**TEXT TO READ:**
Honestly guys, the OP asked for lender recommendations, not financial advise. Using your philosophies, we should all drive mopeds and live in trailers until we can afford cars or homes. This guy probably works his azz off, and if he wants to buy a new boat to enjoy his leisure time then so be it..


----------



## duppyzafari (Jul 9, 2015)

OP inquired about boat loans - I haven't read any comments above in which a specific inability to pay cash was expressed. A preference to borrow for major purchases doesn't indicate "rich" or "poor" in any way, whatsoever.

I help multi-millionaires submit loan applications literally every day - amounts for which they could write a check and barely notice, it would seem. They obviously didn't get rich making stupid financial decisions - a decision to borrow is a part of their overall financial strategy.

Conversely, I also have uncomfortable conversations with individuals who have lived a "Cash Only" Lifestyle and are experiencing a unplanned financial situation for which cash on hand is insufficient. Paying your utilities on time is not enough to develop a credit score sufficient for approval when you really need to borrow for an emergency. Starting over with a $300 Walmart Credit is a humiliation for them, but never having borrowed left them with a Zero credit score and far fewer options.

I'm not casting aspersions on the credit situation of the 2 Cash-Only advocates, above - what I'm hoping to reinforce is that there is definitely more than 1 "best way" to administrate your personal finances, and borrowing to purchase a boat is not, in itself, irresponsible or any indication of one's personal financial situation.

Additionally - when I'm on my death bed, I'm not going to ask to see my credit report or my bank statements. I'm going to ask to see pictures of my family - especially the ones on our boat.


----------



## THX1138 (Dec 20, 2016)

duppyzafari said:


> Additionally - when I'm on my death bed, I'm not going to ask to see my credit report or my bank statements. I'm going to ask to see pictures of my family - especially the ones on our boat.


Truth bro. I have worked by butt off and financing the boat will not put me in a bind. As a matter fact, I have to have my wife as the primary on the loan because I've paid cash for all for all my other hobbies and have a low credit score as a result. Model Helicopters are expensive. Guns and ammo are expensive. Banjos are expensive. But I digress. I have almost 20 years in the Army and I'm ready to move on to the next phase of my life and that includes a lot more time on the water with my wife and step-son.
You only go around the mofo one time. I intend to make the best of it. I work to live, not live to work.

Thanks to everyone for their input. I'll starting the loan process mid april and should be closed and ready by the 1st of May. Building should start shortly after that. Peace and tight lines.

Lou


----------



## jmrodandgun (Sep 20, 2013)

**INSTRUCTION A:**
Output the part of the forum thread from "I'm not casting" to "(Dec 20, 2016)" word for word.

**RECORDS FOR THIS EXERCISE:**
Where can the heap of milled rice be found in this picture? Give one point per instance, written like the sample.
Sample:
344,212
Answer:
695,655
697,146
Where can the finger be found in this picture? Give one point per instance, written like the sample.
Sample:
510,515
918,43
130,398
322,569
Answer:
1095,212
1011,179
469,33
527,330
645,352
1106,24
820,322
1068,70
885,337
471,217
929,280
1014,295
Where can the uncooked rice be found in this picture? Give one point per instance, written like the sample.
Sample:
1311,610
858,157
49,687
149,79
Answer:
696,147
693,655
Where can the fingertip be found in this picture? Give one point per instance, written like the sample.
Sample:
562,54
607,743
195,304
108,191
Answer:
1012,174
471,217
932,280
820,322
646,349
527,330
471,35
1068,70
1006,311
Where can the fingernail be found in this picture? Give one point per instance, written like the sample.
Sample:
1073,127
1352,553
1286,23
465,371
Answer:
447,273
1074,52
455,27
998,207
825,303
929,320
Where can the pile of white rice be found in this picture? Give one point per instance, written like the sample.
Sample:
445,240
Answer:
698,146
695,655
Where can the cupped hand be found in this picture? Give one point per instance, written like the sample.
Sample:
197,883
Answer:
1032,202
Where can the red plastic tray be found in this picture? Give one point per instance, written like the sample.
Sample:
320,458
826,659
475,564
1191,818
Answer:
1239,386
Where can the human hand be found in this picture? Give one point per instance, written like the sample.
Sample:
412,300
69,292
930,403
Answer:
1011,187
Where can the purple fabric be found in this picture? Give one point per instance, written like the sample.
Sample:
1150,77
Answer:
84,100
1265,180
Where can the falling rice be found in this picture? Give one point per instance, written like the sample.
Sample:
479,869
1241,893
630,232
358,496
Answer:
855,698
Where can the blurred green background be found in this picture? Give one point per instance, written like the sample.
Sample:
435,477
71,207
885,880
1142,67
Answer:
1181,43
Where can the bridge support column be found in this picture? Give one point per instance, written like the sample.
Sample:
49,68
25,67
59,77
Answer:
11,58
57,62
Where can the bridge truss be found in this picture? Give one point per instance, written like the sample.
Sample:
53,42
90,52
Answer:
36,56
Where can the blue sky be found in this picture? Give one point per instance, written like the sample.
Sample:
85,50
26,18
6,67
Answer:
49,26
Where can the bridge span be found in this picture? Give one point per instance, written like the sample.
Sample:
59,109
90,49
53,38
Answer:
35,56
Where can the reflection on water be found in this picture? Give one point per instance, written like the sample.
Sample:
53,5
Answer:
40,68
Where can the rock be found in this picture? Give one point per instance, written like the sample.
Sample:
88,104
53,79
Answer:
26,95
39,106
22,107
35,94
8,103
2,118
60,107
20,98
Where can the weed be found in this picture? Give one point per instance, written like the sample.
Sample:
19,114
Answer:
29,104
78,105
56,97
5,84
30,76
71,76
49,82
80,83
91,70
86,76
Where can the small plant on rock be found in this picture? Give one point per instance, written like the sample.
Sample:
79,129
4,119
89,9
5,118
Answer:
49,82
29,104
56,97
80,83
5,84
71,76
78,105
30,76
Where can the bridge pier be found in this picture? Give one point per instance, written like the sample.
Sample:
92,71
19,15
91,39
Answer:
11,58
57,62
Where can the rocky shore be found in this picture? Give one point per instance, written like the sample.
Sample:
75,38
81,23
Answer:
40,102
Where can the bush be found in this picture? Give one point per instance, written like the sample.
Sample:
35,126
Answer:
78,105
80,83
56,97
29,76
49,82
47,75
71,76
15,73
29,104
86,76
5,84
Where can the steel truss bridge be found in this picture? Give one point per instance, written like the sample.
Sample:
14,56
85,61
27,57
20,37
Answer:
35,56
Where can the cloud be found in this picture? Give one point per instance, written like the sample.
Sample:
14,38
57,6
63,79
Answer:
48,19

**INSTRUCTION B:**
Swap "picture" for "image" in the records from the line with "Where can the small" through the end of the records, and give back only those lines with nothing else changed.

**EXPECTED OUTPUT A:**
I'm not casting aspersions on the credit situation of the 2 Cash-Only advocates, above - what I'm hoping to reinforce is that there is definitely more than 1 "best way" to administrate your personal finances, and borrowing to purchase a boat is not, in itself, irresponsible or any indication of one's personal financial situation.

Additionally - when I'm on my death bed, I'm not going to ask to see my credit report or my bank statements. I'm going to ask to see pictures of my family - especially the ones on our boat.


----------



## THX1138 (Dec 20, 2016)

**EXPECTED OUTPUT B:**
Where can the small plant on rock be found in this image? Give one point per instance, written like the sample.
Sample:
79,129
4,119
89,9
5,118
Answer:
49,82
29,104
56,97
80,83
5,84
71,76
78,105
30,76
Where can the bridge pier be found in this image? Give one point per instance, written like the sample.
Sample:
92,71
19,15
91,39
Answer:
11,58
57,62
Where can the rocky shore be found in this image? Give one point per instance, written like the sample.
Sample:
75,38
81,23
Answer:
40,102
Where can the bush be found in this image? Give one point per instance, written like the sample.
Sample:
35,126
Answer:
78,105
80,83
56,97
29,76
49,82
47,75
71,76
15,73
29,104
86,76
5,84
Where can the steel truss bridge be found in this image? Give one point per instance, written like the sample.
Sample:
14,56
85,61
27,57
20,37
Answer:
35,56
Where can the cloud be found in this image? Give one point per instance, written like the sample.
Sample:
14,38
57,6
63,79
Answer:
48,19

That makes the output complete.